--- SUPPLIED MATERIAL ---

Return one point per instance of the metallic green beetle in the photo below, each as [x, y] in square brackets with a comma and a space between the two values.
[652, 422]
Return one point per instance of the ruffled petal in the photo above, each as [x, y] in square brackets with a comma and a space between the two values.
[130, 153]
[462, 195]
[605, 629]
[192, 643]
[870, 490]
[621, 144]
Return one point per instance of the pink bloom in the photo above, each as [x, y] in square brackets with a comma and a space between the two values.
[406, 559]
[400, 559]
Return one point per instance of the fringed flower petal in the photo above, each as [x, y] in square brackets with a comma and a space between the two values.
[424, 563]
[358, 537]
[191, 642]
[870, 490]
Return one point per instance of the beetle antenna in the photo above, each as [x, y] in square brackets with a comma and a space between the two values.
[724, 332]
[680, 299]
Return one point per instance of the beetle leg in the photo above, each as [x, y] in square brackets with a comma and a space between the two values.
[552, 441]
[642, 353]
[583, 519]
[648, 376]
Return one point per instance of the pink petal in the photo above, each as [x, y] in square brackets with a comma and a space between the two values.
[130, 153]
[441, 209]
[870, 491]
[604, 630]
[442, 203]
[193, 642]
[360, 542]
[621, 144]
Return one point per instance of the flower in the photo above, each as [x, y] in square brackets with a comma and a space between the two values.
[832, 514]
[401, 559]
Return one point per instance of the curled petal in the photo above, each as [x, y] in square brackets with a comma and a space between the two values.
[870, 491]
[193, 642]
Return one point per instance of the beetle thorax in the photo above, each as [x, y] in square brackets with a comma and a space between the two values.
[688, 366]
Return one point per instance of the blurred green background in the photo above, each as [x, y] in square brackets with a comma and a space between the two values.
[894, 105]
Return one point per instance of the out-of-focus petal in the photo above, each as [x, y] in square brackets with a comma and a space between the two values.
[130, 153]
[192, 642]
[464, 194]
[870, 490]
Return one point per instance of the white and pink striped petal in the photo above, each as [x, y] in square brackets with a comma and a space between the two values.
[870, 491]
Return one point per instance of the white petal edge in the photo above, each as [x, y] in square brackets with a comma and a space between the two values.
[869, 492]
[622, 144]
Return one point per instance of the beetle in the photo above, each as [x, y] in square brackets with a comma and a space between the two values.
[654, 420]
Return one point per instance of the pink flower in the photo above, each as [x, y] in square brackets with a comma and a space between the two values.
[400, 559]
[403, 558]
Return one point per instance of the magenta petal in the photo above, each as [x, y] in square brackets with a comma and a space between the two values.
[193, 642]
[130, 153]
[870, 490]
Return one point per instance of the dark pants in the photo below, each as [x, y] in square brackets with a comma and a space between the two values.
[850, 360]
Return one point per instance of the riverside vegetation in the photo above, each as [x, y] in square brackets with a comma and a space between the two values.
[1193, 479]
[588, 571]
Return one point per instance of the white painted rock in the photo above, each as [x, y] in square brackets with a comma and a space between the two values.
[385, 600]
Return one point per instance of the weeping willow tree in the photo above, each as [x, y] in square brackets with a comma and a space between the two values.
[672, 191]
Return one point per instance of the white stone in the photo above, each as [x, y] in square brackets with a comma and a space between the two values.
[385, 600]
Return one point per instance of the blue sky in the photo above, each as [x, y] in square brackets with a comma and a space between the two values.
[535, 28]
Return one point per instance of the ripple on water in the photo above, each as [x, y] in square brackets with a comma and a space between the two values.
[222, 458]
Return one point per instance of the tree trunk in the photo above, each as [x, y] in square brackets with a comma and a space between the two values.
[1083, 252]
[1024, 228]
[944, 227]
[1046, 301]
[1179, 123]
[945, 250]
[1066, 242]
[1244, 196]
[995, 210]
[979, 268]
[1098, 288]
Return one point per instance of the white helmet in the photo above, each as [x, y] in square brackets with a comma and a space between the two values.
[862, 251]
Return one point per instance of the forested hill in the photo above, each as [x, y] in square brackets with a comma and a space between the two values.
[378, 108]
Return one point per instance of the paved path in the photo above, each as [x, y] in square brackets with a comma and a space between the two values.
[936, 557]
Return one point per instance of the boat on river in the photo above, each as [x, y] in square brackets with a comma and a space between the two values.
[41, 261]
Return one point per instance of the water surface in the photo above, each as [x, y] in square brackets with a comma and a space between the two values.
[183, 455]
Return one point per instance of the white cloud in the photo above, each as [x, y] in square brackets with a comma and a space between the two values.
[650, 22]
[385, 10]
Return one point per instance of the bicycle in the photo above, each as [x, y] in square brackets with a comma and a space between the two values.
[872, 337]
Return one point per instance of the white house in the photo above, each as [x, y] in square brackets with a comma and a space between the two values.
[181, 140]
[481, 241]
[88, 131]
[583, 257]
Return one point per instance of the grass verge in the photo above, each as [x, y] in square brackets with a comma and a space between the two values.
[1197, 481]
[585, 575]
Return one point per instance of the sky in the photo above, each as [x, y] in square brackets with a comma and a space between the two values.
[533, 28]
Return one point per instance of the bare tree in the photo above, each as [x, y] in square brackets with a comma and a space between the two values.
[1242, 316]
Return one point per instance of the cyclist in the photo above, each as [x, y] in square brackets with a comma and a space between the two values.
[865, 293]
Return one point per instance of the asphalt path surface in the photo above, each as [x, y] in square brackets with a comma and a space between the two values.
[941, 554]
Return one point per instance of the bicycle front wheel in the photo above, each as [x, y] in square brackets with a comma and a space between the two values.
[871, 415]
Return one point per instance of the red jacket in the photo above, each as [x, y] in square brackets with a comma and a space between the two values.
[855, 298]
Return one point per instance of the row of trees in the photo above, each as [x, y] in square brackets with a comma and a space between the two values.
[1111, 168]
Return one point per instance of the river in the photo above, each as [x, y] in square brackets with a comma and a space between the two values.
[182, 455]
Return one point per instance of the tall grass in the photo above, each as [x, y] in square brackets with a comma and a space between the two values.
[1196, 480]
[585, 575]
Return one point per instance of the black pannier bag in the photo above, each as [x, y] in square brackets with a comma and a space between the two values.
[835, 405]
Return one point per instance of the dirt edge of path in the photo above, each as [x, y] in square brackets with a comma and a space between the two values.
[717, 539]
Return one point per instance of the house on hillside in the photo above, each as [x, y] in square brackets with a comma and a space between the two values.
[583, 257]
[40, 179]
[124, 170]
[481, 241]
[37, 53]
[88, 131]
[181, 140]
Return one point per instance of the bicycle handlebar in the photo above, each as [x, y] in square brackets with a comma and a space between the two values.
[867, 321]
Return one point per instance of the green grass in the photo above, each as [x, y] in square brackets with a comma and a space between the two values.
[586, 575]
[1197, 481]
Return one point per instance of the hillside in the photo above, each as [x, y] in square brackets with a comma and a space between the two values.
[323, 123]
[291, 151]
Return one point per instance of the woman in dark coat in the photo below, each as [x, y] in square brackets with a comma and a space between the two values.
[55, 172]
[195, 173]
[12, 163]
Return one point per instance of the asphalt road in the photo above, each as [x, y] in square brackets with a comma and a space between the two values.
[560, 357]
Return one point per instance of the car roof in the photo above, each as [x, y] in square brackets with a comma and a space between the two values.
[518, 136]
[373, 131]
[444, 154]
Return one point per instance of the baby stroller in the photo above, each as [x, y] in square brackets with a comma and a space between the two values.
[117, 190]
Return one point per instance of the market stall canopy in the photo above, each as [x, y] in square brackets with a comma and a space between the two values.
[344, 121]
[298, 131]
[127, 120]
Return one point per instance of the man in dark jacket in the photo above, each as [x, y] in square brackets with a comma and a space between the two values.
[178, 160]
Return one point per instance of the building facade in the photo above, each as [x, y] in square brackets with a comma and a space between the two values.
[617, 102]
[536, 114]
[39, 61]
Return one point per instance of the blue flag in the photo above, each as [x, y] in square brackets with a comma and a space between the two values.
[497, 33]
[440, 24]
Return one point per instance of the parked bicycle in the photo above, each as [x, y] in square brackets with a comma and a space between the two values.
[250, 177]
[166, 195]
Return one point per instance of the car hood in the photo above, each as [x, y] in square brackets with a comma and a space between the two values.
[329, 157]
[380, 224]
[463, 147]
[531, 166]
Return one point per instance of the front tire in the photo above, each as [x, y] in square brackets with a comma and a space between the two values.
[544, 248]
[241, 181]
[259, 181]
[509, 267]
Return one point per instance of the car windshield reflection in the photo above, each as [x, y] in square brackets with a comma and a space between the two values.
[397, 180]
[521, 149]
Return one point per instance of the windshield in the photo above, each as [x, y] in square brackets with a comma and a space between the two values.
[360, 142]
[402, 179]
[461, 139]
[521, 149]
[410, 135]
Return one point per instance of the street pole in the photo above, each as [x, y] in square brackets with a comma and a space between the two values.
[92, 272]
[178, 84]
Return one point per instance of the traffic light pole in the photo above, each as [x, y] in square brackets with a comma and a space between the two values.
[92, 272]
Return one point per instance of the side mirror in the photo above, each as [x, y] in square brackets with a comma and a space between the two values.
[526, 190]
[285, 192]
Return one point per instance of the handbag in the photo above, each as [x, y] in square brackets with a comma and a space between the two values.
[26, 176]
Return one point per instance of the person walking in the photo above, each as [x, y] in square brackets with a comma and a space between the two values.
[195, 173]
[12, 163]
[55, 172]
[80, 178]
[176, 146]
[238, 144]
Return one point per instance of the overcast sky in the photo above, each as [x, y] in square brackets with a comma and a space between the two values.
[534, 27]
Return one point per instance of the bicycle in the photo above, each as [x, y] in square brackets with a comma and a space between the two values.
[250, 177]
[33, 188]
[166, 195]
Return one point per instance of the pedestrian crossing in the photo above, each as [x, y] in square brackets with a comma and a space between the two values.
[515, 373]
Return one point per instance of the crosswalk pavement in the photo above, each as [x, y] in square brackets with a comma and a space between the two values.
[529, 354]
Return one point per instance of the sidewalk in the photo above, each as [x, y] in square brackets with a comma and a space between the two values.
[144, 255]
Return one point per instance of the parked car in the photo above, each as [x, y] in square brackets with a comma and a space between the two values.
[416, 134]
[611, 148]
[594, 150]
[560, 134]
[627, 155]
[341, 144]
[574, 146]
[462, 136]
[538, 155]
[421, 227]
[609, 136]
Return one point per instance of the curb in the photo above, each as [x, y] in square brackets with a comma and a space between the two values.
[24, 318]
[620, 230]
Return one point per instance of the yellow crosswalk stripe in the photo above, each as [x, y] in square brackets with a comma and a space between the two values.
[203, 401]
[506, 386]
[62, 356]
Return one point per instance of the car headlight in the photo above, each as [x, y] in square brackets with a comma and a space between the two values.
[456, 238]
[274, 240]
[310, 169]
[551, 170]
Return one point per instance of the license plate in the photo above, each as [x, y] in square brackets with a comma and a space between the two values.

---

THE REQUEST :: Would you give again, word for word, every line from the one with "Return one point per instance of the pedestrian" through the final line of the listing above?

EXERCISE SOLUTION ::
Return one point per instance of the pedestrian crossing in the photo above, each as [x, y] in square brackets with a comma and a space between the two values.
[515, 373]
Return one point per instance of the crosswalk pavement in the photo above, each as [x, y] in square brackets with a comma and a space between the two values.
[529, 354]
Return one point per instance of the sidewalk in the photo above, each as [x, y] in square brackets with a comma and a space between the two values.
[144, 255]
Return one point per instance of the parked car in the photo above, each as [x, y] in square brackets with a comma and a space between the two values.
[416, 134]
[611, 148]
[594, 150]
[560, 134]
[627, 155]
[341, 144]
[574, 146]
[462, 136]
[538, 155]
[421, 227]
[609, 136]
Return one point per instance of the curb in the photo above, each as [x, y] in square brackets with a comma and a space between the two values.
[24, 318]
[620, 230]
Return one point per instance of the yellow crosswalk stripe in the photo above, each as [x, y] in square brackets with a comma and a space between the two values.
[203, 401]
[506, 386]
[62, 356]
Return one point per instance of the car headlight in the photo above, each as [x, y] in square brackets with a comma and a space between the two values.
[456, 238]
[274, 240]
[310, 169]
[551, 170]
Return one point per instance of the license plate in the photo above, each as [x, y] in square brackets with a comma and a space between the two values.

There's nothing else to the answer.